Copy out all of the data below word for word, but leave out the pictures.

* Extracted entries:
:::
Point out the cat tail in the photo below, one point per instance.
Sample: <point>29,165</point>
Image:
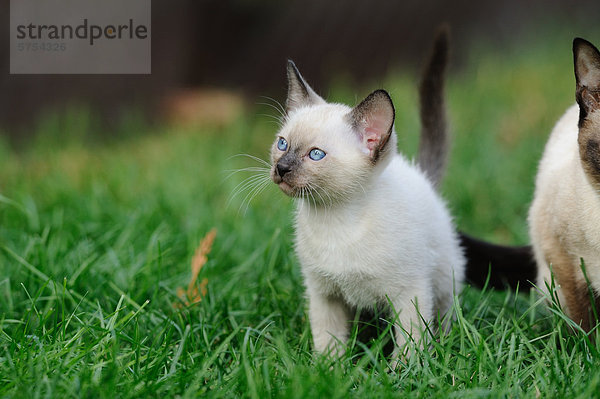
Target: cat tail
<point>434,142</point>
<point>497,266</point>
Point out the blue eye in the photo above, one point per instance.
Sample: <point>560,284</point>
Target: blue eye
<point>282,144</point>
<point>316,155</point>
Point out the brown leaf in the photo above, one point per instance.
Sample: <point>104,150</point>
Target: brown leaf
<point>195,292</point>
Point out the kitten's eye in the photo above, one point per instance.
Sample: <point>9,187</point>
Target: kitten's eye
<point>316,155</point>
<point>282,144</point>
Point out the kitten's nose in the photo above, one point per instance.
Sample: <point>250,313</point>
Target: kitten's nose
<point>283,168</point>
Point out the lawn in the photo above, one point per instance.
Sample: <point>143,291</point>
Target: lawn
<point>97,238</point>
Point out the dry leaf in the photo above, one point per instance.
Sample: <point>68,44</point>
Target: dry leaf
<point>195,292</point>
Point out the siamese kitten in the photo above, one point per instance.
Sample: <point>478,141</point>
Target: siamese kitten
<point>564,218</point>
<point>371,230</point>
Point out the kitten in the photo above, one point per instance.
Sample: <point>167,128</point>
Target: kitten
<point>564,218</point>
<point>370,228</point>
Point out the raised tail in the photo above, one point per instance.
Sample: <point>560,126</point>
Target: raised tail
<point>498,266</point>
<point>434,143</point>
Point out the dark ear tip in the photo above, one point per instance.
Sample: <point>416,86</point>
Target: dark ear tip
<point>382,93</point>
<point>578,43</point>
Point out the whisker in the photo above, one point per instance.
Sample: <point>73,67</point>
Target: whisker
<point>249,169</point>
<point>262,161</point>
<point>244,185</point>
<point>258,188</point>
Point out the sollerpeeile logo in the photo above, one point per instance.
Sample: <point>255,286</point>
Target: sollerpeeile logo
<point>80,37</point>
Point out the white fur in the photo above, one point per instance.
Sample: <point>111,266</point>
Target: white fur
<point>387,238</point>
<point>566,207</point>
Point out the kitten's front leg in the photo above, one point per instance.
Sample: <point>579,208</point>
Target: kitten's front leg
<point>329,318</point>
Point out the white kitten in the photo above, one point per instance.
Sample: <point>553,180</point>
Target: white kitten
<point>564,219</point>
<point>370,228</point>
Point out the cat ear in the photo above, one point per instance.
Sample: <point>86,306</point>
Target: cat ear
<point>300,94</point>
<point>373,120</point>
<point>586,58</point>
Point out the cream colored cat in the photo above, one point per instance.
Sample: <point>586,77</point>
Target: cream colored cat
<point>564,218</point>
<point>371,230</point>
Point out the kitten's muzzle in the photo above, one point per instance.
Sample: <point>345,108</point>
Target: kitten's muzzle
<point>283,168</point>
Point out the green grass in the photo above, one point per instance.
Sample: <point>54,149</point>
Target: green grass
<point>96,237</point>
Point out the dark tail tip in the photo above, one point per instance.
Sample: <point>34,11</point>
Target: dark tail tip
<point>498,266</point>
<point>434,144</point>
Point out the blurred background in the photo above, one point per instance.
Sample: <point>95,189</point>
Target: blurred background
<point>218,71</point>
<point>209,56</point>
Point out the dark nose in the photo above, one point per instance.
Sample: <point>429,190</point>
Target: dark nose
<point>283,168</point>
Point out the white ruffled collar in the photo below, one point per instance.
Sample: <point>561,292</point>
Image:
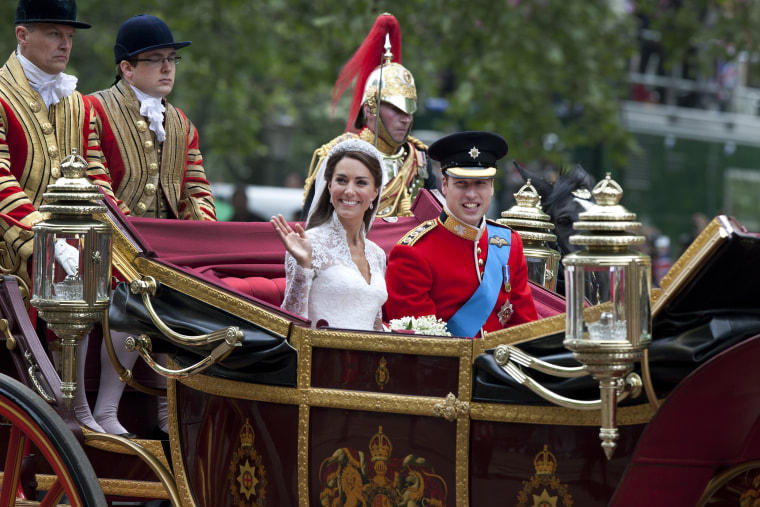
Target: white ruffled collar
<point>152,108</point>
<point>51,87</point>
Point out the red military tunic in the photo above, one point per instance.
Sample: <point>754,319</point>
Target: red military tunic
<point>148,175</point>
<point>437,267</point>
<point>34,140</point>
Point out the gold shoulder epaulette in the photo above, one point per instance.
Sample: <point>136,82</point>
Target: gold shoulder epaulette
<point>419,144</point>
<point>497,224</point>
<point>411,237</point>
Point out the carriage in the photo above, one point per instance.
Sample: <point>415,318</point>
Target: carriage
<point>265,409</point>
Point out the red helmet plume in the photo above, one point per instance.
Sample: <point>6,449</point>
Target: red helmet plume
:::
* Response to the task:
Point out the cat tail in the photo below, one point per instance.
Sample: <point>29,165</point>
Image:
Target: cat tail
<point>434,142</point>
<point>497,266</point>
Point out the blue eye in the photo above, one point per instance.
Sample: <point>560,284</point>
Target: blue eye
<point>282,144</point>
<point>316,155</point>
Point out the brown leaf in the photo above, one point per instance.
Sample: <point>104,150</point>
Target: brown leaf
<point>195,292</point>
Point out the kitten's eye in the photo above, one point per instance.
Sample: <point>9,187</point>
Target: kitten's eye
<point>316,155</point>
<point>282,144</point>
Point out the kitten's nose in the photo above, one point per instance.
Sample: <point>250,313</point>
Target: kitten's nose
<point>283,168</point>
Point out the lawn in the photo above, one point per instance.
Sample: <point>143,291</point>
Target: lawn
<point>97,238</point>
Point out the dry leaf in the photo above, one point per instance.
Sample: <point>68,44</point>
Target: dry leaf
<point>195,292</point>
Point out the siamese kitten in the photo above, one point per instance.
Sample: <point>478,141</point>
Target: siamese kitten
<point>564,218</point>
<point>371,230</point>
Point out the kitten in the photo above, one point per instance.
Sample: <point>167,128</point>
Target: kitten
<point>564,218</point>
<point>370,228</point>
Point out the raised tail in the photo above, one point per instance.
Sample: <point>560,126</point>
Target: raised tail
<point>498,266</point>
<point>434,143</point>
Point out the dark ear tip in the photo above, one point per instance.
Sample: <point>416,86</point>
Target: dark ear tip
<point>382,93</point>
<point>578,43</point>
Point out the whisker in the photo above, one point per instance.
Sample: <point>73,67</point>
Target: whisker
<point>249,169</point>
<point>262,161</point>
<point>244,185</point>
<point>258,188</point>
Point out the sollerpeeile logo in the photo above, one point per instance.
Sample: <point>255,286</point>
Target: sollerpeeile logo
<point>80,37</point>
Point out the white fur in the photo above, one point per instance.
Sample: <point>111,266</point>
Target: white fur
<point>387,238</point>
<point>566,207</point>
Point out the kitten's front leg in the photo above, one point per instance.
Sample: <point>579,208</point>
Target: kitten's front leg
<point>329,318</point>
Point out the white kitten in the photo above, one point per instance.
Sample: <point>553,180</point>
Target: white kitten
<point>564,219</point>
<point>370,228</point>
Point out the cat ear in the photo above, one point per instance.
Sample: <point>86,306</point>
Target: cat ear
<point>300,94</point>
<point>373,120</point>
<point>586,58</point>
Point out the cream colored cat in the photo above, one point per instance.
Sample: <point>586,77</point>
Target: cream colored cat
<point>564,218</point>
<point>371,230</point>
Point out the kitten's muzzle in the photo above, one point per instance.
Sample: <point>345,108</point>
Target: kitten's muzzle
<point>283,168</point>
Point out the green grass in the photo above, one point per instance.
Sample: <point>54,149</point>
Target: green grass
<point>96,237</point>
Point out the dark tail tip in the photo above, one point per instance.
Sample: <point>34,11</point>
Target: dark tail tip
<point>498,266</point>
<point>434,144</point>
Point out the blurred background in the photo above, one point per instance.
Sample: <point>95,189</point>
Target: blurred background
<point>218,71</point>
<point>209,56</point>
Point out the dark nose in the photo above, one point per instance.
Sample: <point>429,190</point>
Target: dark nose
<point>283,168</point>
Point out the white ruffled collar in the photo below, one point per instance.
Sample: <point>561,292</point>
Image:
Target: white ruffled collar
<point>152,108</point>
<point>51,87</point>
Point out the red military tunic in the photo above, one point per instance.
Sample: <point>754,319</point>
Target: red military tunic
<point>148,175</point>
<point>437,267</point>
<point>34,140</point>
Point out the gold shoulder epaulette in the photo above, one point per instance.
Sample: <point>136,82</point>
Target: gold shoulder epaulette
<point>419,144</point>
<point>497,224</point>
<point>411,237</point>
Point out the carriage in the photo above, one point per instance.
Sample: <point>415,318</point>
Target: carriage
<point>265,409</point>
Point out the red helmet plume in the photo above, one point per instance.
Sample: <point>6,449</point>
Target: red helmet plume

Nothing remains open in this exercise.